TASK INPUT =
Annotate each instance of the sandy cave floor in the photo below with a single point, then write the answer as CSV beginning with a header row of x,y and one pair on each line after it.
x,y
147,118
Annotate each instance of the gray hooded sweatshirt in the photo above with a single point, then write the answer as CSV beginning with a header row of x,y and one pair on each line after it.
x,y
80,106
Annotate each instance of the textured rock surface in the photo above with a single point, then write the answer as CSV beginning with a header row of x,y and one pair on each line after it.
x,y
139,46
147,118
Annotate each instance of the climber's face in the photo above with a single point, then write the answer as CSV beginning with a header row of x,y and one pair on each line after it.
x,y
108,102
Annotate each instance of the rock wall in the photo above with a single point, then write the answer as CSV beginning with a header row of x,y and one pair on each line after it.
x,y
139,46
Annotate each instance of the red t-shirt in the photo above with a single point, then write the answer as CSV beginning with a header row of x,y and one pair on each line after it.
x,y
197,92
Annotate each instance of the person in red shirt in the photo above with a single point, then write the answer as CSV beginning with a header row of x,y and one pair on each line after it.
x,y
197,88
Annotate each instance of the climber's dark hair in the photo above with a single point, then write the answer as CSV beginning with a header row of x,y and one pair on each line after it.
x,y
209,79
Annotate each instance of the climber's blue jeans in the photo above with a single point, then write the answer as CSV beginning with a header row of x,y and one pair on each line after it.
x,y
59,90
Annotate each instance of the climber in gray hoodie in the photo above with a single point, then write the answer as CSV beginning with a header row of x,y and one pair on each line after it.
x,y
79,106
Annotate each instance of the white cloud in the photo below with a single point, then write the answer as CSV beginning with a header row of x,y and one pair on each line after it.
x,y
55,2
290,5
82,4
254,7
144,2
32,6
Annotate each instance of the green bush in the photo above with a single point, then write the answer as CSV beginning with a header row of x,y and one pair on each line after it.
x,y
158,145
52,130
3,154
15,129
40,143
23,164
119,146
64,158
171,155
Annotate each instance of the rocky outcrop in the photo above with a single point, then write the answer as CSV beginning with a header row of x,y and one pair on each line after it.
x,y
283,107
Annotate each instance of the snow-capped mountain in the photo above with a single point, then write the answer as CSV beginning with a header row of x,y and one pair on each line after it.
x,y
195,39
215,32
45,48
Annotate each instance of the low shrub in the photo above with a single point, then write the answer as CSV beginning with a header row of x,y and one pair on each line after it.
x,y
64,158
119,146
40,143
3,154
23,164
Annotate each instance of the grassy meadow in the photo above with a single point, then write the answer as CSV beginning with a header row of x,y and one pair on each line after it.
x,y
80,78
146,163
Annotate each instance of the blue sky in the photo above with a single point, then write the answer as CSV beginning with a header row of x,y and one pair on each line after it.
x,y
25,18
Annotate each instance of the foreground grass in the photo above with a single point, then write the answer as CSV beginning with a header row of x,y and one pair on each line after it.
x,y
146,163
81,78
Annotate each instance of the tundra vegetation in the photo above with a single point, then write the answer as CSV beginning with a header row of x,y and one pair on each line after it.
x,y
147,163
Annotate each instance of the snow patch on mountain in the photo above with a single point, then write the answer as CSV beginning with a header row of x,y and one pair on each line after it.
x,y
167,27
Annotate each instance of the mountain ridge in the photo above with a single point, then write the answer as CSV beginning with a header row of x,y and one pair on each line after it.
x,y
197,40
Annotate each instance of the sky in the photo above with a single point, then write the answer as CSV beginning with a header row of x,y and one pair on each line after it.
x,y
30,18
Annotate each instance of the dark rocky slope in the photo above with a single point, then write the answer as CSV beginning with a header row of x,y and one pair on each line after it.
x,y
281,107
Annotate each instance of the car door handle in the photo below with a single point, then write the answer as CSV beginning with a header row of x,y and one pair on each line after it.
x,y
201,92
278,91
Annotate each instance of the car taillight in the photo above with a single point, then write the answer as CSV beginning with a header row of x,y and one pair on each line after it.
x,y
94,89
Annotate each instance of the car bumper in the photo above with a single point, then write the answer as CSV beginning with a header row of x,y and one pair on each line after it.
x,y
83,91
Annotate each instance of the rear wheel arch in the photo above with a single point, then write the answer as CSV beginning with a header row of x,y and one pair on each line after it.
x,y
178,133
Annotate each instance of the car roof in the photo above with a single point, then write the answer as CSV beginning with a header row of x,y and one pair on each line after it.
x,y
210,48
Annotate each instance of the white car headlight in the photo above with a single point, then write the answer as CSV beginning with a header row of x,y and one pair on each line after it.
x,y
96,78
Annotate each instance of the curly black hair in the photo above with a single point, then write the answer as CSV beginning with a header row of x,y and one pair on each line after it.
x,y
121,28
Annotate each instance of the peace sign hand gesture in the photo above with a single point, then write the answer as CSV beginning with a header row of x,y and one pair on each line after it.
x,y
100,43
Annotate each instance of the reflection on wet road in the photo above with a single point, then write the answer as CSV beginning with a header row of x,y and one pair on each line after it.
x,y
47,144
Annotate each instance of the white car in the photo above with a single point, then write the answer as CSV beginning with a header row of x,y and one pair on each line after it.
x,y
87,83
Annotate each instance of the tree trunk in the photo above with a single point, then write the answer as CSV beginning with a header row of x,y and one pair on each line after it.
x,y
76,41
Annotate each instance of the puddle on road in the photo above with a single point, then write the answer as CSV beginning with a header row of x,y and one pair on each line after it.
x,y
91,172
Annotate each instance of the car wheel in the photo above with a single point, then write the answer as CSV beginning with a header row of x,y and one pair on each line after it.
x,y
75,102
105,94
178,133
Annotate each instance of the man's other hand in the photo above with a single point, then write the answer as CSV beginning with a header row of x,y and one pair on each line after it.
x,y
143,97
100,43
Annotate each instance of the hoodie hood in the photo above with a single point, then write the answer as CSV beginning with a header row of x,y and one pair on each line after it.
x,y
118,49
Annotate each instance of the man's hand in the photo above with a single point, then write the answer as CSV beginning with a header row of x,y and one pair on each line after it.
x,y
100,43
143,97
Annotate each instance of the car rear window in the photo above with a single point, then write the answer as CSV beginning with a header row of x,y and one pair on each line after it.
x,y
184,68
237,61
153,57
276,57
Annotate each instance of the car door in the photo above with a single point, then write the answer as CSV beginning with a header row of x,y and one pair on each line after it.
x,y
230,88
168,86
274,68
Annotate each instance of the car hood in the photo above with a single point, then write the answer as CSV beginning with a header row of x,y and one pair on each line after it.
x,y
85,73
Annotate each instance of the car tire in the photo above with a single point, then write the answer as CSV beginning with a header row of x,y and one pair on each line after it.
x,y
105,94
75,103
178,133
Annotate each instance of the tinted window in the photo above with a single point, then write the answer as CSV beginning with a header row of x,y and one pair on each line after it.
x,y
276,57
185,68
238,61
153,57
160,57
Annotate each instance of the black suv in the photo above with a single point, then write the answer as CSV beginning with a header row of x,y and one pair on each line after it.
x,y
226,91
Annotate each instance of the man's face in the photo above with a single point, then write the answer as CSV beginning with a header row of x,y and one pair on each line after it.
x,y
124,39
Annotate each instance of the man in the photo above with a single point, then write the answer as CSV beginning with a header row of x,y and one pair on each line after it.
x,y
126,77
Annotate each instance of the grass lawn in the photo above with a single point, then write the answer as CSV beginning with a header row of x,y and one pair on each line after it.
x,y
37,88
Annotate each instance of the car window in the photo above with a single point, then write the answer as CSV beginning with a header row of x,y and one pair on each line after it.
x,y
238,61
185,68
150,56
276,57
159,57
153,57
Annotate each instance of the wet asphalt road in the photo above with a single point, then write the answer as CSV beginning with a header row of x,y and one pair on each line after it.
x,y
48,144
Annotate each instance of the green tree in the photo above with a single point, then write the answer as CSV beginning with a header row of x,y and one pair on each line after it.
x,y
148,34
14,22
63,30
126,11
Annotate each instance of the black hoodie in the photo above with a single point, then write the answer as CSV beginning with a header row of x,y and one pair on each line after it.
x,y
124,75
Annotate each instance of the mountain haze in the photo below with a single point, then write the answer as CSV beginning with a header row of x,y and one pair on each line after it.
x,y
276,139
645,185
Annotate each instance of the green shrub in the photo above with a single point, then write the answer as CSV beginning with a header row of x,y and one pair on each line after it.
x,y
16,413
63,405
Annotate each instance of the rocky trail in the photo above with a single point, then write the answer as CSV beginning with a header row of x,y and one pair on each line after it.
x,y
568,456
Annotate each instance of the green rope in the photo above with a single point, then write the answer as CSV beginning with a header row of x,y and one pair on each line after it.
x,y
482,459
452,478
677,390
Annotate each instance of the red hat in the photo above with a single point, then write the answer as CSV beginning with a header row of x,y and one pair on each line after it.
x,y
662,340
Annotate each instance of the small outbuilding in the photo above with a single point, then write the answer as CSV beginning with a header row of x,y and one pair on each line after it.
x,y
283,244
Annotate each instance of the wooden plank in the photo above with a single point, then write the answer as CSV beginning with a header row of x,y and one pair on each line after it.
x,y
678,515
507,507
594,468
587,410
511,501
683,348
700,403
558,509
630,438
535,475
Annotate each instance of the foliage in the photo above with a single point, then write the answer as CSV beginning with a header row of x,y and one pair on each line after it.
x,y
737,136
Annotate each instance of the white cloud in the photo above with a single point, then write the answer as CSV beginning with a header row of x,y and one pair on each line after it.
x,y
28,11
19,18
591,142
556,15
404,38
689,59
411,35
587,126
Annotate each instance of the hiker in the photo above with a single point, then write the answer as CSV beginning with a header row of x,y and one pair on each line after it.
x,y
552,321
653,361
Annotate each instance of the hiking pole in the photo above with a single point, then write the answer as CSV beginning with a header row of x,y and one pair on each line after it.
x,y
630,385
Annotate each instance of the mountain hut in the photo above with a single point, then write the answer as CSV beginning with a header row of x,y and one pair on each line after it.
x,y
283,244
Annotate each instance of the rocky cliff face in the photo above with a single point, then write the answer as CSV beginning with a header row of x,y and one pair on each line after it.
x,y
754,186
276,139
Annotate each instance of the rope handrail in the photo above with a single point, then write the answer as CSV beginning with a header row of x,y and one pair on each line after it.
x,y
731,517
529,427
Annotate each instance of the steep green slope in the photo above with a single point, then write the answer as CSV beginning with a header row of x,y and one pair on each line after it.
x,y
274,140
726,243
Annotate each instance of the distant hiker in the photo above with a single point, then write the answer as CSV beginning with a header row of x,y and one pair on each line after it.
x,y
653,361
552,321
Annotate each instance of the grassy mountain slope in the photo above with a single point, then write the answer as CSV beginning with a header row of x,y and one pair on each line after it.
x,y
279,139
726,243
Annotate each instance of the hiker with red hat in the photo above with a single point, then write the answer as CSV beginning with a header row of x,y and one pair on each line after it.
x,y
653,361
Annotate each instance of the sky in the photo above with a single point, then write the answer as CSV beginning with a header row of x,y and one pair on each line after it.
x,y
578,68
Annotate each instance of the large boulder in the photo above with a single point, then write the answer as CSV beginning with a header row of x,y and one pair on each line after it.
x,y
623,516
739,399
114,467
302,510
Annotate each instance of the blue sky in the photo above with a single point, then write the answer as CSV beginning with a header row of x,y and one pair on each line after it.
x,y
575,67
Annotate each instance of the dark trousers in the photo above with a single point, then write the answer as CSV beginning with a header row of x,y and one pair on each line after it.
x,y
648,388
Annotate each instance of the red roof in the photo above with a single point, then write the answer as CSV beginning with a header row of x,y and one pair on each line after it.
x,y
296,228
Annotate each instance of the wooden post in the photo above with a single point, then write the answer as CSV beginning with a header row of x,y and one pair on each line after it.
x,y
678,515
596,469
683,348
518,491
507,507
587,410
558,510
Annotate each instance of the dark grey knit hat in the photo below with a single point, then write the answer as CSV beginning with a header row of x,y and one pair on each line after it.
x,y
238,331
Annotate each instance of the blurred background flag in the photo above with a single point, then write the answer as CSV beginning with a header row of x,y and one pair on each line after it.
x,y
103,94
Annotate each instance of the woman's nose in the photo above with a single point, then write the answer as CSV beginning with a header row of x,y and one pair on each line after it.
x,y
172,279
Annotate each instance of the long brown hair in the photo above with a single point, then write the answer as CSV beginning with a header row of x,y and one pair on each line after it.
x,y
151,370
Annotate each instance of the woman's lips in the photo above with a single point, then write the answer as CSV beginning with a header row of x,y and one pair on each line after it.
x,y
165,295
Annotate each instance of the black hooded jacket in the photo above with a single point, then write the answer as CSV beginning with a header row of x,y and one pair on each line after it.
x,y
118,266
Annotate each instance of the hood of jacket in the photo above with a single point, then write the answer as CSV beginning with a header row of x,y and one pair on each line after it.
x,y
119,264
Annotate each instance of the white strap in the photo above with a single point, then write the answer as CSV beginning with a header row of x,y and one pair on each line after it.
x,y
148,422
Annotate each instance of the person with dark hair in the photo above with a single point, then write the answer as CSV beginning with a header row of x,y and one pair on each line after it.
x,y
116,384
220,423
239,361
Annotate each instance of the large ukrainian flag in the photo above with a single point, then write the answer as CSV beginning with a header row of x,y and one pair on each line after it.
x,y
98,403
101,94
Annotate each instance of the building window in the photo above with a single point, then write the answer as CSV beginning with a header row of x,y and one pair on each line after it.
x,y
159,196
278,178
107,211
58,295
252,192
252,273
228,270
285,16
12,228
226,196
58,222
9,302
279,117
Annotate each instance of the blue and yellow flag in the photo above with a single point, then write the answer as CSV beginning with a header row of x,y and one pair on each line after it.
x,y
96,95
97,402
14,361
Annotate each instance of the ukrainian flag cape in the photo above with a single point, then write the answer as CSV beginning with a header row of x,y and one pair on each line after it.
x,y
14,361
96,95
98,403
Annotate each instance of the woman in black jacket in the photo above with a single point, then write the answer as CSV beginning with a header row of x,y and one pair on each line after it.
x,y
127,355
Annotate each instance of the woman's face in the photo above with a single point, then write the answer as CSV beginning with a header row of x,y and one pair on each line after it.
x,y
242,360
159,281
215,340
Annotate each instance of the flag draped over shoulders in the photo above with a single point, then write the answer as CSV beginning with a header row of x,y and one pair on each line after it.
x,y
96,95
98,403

THE TASK =
Reproduce precisely the span of lines that begins at the line containing "Annotate each instance of the person with" and ends with the last line of the listing.

ANSWER =
Annotate each instance of the person with dark hair in the photo above with a single point, then write the answer as CSV beginning with a header row of x,y and one pair on each line after it.
x,y
116,384
220,423
239,361
Annotate each instance of the large ukrainian flag in the photo above with a single point, then write the answer as CSV beginning with a header row of x,y and one pair on each line after it.
x,y
98,403
101,94
Annotate each instance of the building window in the photo above with a single point, then write the answer as CSV beginning with a header row of x,y and one pair on each line after it.
x,y
159,196
278,178
107,211
58,295
252,192
252,273
228,270
285,16
12,228
226,196
58,222
9,302
279,117
Annotate each instance of the blue and yellow flag in the photo above with a single point, then write the answer as CSV beginning with a header row of x,y and one pair on each line after it.
x,y
96,95
97,402
14,361
Annotate each instance of the ukrainian flag cape in the photo above with a single point, then write the answer as CSV beginning with a header row of x,y and one pair on each line after it.
x,y
14,361
96,95
98,403
Annotate each instance of the woman in black jacket in the photo above with a single point, then write the answer as CSV beginning with a header row of x,y and one pair on each line after it.
x,y
127,355
Annotate each instance of the woman's face in the photo above with a single point, then write the answer as CSV beginning with a header row of x,y and one pair on each line after it.
x,y
242,360
159,281
215,340
Annotate each instance of the flag draped over shoulders in the photo above with a single point, then write the answer as CSV beginning with a header row of x,y and one pair on each line after it.
x,y
96,95
98,403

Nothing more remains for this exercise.